[Free-text object descriptions]
========

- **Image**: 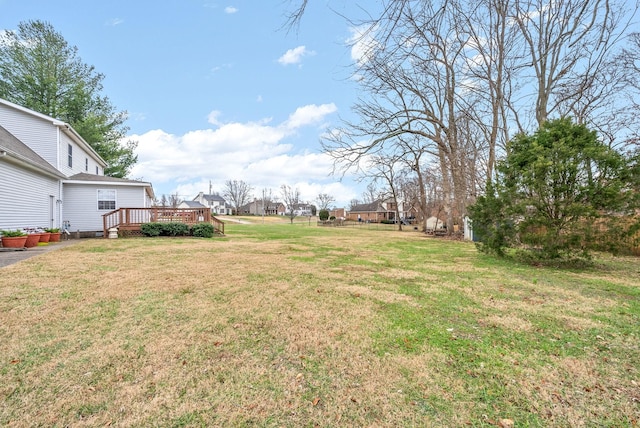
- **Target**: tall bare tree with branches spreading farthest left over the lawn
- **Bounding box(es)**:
[323,2,468,230]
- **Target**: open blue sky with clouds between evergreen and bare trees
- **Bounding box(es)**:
[0,0,376,206]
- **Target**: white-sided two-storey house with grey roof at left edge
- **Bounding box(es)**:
[0,99,154,236]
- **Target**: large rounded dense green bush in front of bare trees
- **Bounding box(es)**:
[469,119,638,259]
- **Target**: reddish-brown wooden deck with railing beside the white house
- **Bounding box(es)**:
[102,207,224,238]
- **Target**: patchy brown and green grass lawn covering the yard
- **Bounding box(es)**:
[0,219,640,427]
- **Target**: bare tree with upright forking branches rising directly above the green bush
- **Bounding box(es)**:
[511,0,628,126]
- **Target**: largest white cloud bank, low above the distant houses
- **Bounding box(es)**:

========

## Directions
Beginning with the line that contains "- **Target**: white-sided", quote each line exactly through the last line of the entries above, and nothing beyond them.

## Response area
- **Target**: white-sided two-storey house with grey roof at left edge
- **Bounding box(es)**:
[0,99,154,236]
- **Target**: large rounded dense green bush in front of bare trees
- **Bounding box(es)**:
[469,119,638,259]
- **Target**: reddish-brown wooden deck with railing beside the white house
- **Bounding box(es)**:
[102,207,224,238]
- **Target**: patchy brown and green grass lawn covering the yard
- **Bounding box(es)**:
[0,219,640,427]
- **Target**: bare tree with upright forking branches rising directly above the green bush
- **Bounding box(es)**:
[511,0,628,126]
- **Target**: largest white cloud bank, low above the distant houses
- **Bounding box(es)**:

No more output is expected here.